• Data provided:
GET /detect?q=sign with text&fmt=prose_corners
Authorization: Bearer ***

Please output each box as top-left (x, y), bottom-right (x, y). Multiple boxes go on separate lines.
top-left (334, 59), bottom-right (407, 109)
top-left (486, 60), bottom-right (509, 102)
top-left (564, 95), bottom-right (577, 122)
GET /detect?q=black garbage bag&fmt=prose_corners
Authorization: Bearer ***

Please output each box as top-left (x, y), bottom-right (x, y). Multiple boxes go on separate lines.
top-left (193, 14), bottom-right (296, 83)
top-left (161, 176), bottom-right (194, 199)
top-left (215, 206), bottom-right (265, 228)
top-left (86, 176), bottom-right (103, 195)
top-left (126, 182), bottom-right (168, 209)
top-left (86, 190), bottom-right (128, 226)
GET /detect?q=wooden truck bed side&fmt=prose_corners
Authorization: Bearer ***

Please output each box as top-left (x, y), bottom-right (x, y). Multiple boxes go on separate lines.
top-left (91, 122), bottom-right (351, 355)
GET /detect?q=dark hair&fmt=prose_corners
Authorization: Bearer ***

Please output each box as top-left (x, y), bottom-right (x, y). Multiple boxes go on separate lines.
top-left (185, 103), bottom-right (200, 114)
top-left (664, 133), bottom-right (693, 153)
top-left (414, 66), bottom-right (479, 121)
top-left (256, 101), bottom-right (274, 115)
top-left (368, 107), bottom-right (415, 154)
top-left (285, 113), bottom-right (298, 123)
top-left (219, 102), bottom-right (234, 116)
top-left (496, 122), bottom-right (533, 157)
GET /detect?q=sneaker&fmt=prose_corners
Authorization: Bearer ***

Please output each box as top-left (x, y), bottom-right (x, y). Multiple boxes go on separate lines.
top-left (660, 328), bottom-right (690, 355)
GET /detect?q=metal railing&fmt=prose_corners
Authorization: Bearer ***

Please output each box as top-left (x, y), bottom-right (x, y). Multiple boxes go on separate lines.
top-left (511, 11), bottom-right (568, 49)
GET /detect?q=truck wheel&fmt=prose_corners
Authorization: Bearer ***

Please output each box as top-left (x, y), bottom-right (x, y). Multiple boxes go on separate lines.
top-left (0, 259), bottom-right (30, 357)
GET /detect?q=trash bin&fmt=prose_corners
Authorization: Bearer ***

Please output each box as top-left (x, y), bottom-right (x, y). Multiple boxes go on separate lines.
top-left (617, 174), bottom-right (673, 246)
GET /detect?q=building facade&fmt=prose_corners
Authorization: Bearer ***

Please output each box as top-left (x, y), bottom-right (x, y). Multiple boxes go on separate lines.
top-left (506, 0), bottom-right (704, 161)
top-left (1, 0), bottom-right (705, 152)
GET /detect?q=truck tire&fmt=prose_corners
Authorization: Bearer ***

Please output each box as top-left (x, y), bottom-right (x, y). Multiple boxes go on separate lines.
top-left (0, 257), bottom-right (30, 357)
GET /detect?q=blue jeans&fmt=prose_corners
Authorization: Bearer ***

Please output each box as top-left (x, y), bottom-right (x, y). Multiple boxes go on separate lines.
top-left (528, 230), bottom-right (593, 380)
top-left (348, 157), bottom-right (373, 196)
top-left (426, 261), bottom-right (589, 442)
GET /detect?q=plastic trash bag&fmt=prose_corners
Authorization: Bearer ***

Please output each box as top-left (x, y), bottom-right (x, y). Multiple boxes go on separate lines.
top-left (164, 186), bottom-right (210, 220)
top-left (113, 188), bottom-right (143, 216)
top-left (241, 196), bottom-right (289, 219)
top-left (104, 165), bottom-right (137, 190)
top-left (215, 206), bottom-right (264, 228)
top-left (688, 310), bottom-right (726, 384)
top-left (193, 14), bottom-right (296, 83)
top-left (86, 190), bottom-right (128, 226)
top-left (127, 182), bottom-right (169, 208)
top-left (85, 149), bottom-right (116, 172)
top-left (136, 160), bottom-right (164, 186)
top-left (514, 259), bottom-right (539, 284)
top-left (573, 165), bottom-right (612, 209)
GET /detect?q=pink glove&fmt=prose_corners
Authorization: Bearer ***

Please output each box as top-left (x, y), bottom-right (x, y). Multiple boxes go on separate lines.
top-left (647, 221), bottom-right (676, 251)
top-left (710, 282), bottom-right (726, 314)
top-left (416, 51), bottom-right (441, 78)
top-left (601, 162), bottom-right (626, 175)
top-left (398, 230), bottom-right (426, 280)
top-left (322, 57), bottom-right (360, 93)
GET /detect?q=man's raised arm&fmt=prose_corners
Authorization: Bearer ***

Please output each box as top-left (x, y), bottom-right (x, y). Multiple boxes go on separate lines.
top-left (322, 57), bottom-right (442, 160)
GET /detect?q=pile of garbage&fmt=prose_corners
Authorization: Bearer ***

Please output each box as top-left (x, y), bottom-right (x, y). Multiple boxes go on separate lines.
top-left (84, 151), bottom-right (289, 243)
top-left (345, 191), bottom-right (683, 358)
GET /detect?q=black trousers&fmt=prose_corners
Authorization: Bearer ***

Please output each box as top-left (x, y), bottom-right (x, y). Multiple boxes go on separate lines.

• Required action: Go through the data and copy every line that includes "black".

• Exercise response:
GET /detect?q=black garbage bag&fmt=prose_corners
GET /detect?q=black trousers&fmt=prose_corners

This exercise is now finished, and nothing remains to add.